== SEGMENTO DEL DOCUMENTO ==
+---+

La parte privata si è limitata a far proprie le argomentazioni
svolte dal giudice a quo per quanto attiene alla prima e alla terza
questione sollevata, aggiungendo, in ordine alla seconda (art. 409 del
codice di procedura penale) che, poiché il decreto di citazione a
giudizio presuppone il convincimento della sussistenza di sufficienti
elementi probatori a carico del prevenuto, esso contiene una volontà
decisoria identica a quella propria della sentenza di rinvio a
giudizio, sicché, come questa, deve anch’esso esser motivato.
Risultano altresì ritualmente comunicate e pubblicate la seconda e
la terza ordinanza di remissione, sopra indicate.
Le questioni sollevate dalle tre ordinanze dei pretori di Roma e di
Torino coincidono completamente per quanto riguarda gli artt. 231 e 398
del codice di procedura penale. Le cause devono, quindi, venir riunite
e decise con unica sentenza.
All’esame della Corte le questioni si presentano nei seguenti
termini:
1) Se il potere di compiere i soli atti istruttori che reputi
necessari, attribuito discrezionalmente al pretore dagli artt. 231,
primo comma (nel testo vigente prima dell’entrata in vigore della legge
5 dicembre 1969, n. 932), e 398, secondo comma, del codice di
procedura penale, non costituisca violazione degli artt. 24, secondo
comma, e 3 della Costituzione, in quanto consente al pretore di non
contestare il fatto all’imputato e di non interrogarlo prima di
emettere il decreto di citazione a giudizio, con la possibilità di
procedere in maniera diversa nei confronti di soggetti versanti in
uguali condizioni.
2) Se l’articolo 225 del codice di procedura penale (nel testo
vigente prima della citata legge 5 dicembre 1969, n. 932), disponendo
che nei casi di flagranza o di urgenza gli ufficiali di polizia possono
procedere a sommario interrogatorio dell’arrestato, sommarie
informazioni testimoniali, nonché ad atti di ricognizione ispezione o
confronto, osservate solo “per quanto è possibile” le norme
sull’istruzione formale, non contrasti con il principio sancito
dall’art. 24, secondo comma, della Costituzione, secondo cui la difesa
è diritto inviolabile in ogni stato e grado del procedimento.

+---+

Righe da un dataset di etichettatura con riquadri
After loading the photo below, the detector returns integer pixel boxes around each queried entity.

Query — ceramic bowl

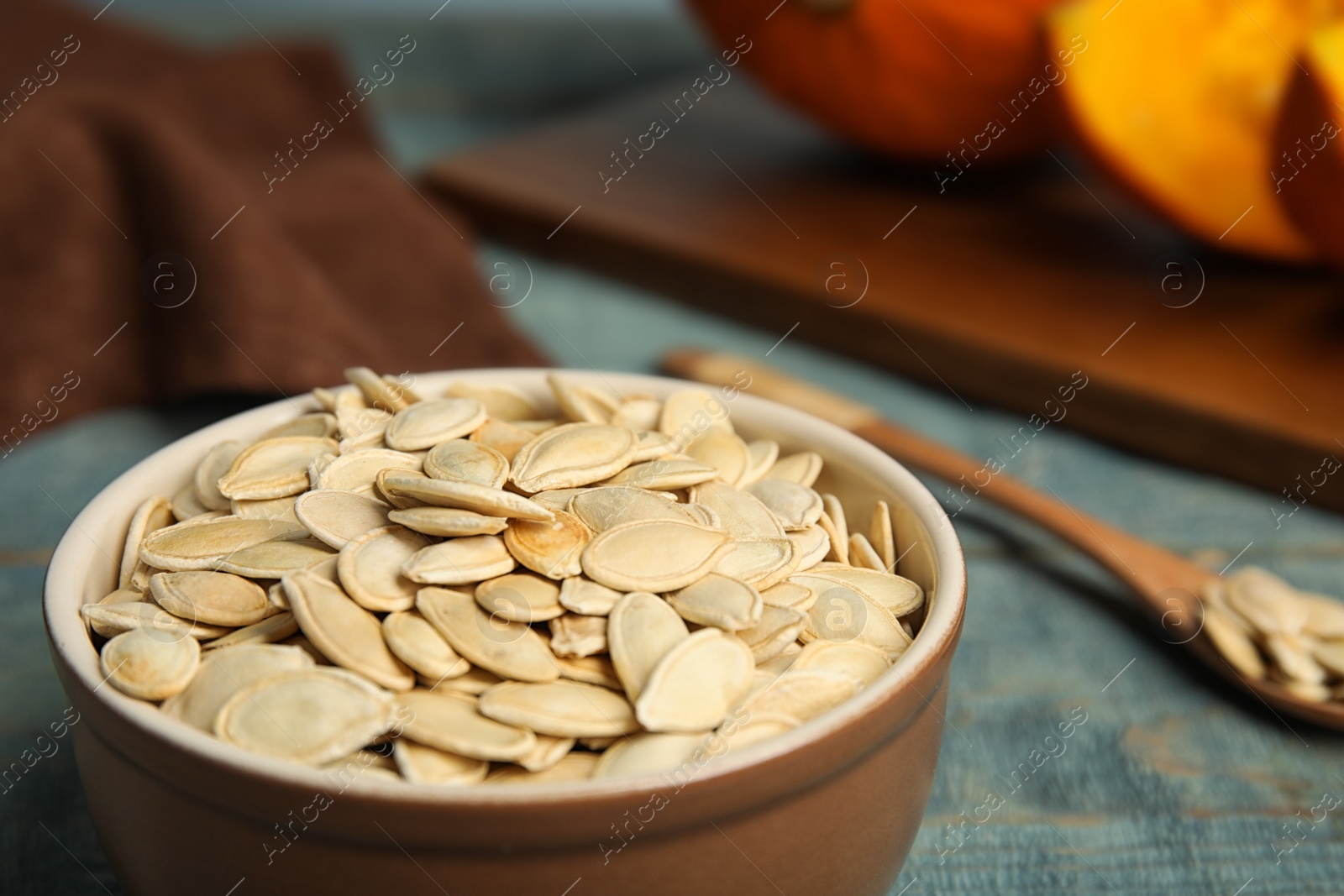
[45,369,966,896]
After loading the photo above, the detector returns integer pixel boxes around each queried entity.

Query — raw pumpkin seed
[425,439,509,489]
[399,685,536,762]
[634,629,755,731]
[98,629,200,700]
[480,681,640,737]
[383,398,486,451]
[150,571,276,627]
[294,489,388,551]
[215,666,392,766]
[511,423,636,493]
[415,589,560,681]
[582,520,734,591]
[282,571,415,690]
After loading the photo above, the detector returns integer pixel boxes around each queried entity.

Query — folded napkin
[0,0,544,440]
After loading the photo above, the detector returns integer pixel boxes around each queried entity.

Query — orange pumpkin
[1047,0,1340,260]
[1270,24,1344,266]
[688,0,1067,164]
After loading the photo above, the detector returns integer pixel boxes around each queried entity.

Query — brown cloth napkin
[0,0,544,435]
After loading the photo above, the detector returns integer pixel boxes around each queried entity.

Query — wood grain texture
[428,76,1344,518]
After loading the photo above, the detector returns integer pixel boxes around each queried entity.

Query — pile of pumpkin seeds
[1203,567,1344,703]
[82,368,925,784]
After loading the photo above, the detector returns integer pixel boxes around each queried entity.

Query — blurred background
[8,0,1344,893]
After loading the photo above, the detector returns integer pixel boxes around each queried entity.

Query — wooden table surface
[0,8,1344,896]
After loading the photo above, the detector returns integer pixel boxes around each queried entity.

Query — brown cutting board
[428,76,1344,511]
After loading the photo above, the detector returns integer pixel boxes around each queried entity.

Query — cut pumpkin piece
[1270,23,1344,266]
[1047,0,1333,260]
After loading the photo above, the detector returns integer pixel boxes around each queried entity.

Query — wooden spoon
[663,349,1344,730]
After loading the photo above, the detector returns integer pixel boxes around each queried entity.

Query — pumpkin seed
[800,584,910,659]
[425,439,509,489]
[546,374,610,423]
[117,497,175,589]
[79,600,228,639]
[746,665,860,721]
[387,506,508,538]
[215,666,392,766]
[345,367,412,414]
[659,388,732,445]
[668,572,763,631]
[849,532,887,572]
[379,475,555,520]
[200,610,298,652]
[511,423,636,491]
[634,629,755,732]
[486,752,596,784]
[475,572,564,622]
[791,564,925,616]
[761,579,817,612]
[549,612,606,657]
[762,451,822,489]
[228,497,302,525]
[383,610,472,683]
[737,607,808,663]
[294,489,388,551]
[281,571,415,690]
[336,407,392,454]
[480,681,640,737]
[213,538,336,579]
[690,479,784,538]
[785,525,831,572]
[817,495,849,564]
[421,666,504,697]
[383,398,486,451]
[402,535,515,584]
[630,432,677,464]
[504,511,593,579]
[593,731,710,778]
[560,576,622,616]
[714,537,802,591]
[415,589,560,681]
[150,571,276,626]
[260,408,336,440]
[869,501,896,569]
[606,591,690,700]
[336,525,426,612]
[570,486,688,532]
[171,482,211,521]
[446,380,542,422]
[472,418,536,464]
[685,428,751,484]
[219,435,339,500]
[555,656,621,690]
[392,737,491,786]
[399,685,536,762]
[98,629,200,700]
[603,457,719,491]
[746,479,816,535]
[582,520,734,591]
[793,641,891,688]
[192,441,244,511]
[738,439,780,489]
[309,448,428,497]
[161,643,313,733]
[612,396,663,432]
[139,516,307,572]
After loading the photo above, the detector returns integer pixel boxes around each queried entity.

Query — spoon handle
[663,349,1210,617]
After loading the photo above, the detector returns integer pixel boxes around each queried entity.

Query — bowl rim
[43,368,966,809]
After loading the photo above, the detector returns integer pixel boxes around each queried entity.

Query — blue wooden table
[8,4,1344,896]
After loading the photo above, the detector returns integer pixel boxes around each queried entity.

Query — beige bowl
[45,369,966,896]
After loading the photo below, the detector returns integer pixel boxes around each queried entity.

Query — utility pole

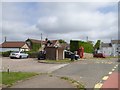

+---+

== AZIONI RICHIESTE ==
**a)** Nel brano sulle questioni di costituzionalità del codice di procedura penale, quali articoli del codice sono indicati come punti su cui le tre ordinanze dei pretori di Roma e di Torino coincidono completamente?
**b)** Riprendi il brano sulle questioni di costituzionalità del codice di procedura penale e prosegui a partire dalla sua ultima frase.
Le righe non hanno alcun legame con il brano.

== RISPOSTE ==
**a)** Gli artt. 231 e 398 del codice di procedura penale.

**b)**
3) Se l’art. 409 del codice di procedura penale, non comprendendo
tra i requisiti del decreto di citazione in giudizio davanti al pretore
l’obbligo di indicarne i motivi, non contrasti con il principio sancito
nell’art. 111 della Costituzione, per cui tutti i provvedimenti
giurisdizionali devono essere motivati.
Nessuna delle questioni può trovare accoglimento.
1) Sulla prima questione (artt. 231 e 398 del codice di procedura
penale; artt. 24 e 3 della Costituzione) la Corte si è già
ripetutamente pronunciata con la sentenza n. 46 del 1967 e con
l’ordinanza n. 4 del 1968, né sono stati dedotti motivi che inducano a
diverso avviso.
2) La seconda questione (art. 225 del codice di procedura penale;
art. 24 della Costituzione) è venuta a cadere con la sentenza di
questa Corte n. 86 del 1968 che dichiarò appunto la illegittimità
costituzionale degli artt. 225 e 232 del codice di procedura penale,
nella parte in cui consentivano, nelle indagini di polizia ivi
previste, il compimento di atti istruttori senza l’applicazione degli
artt. 390, 304 bis, ter, quater del codice di procedura penale.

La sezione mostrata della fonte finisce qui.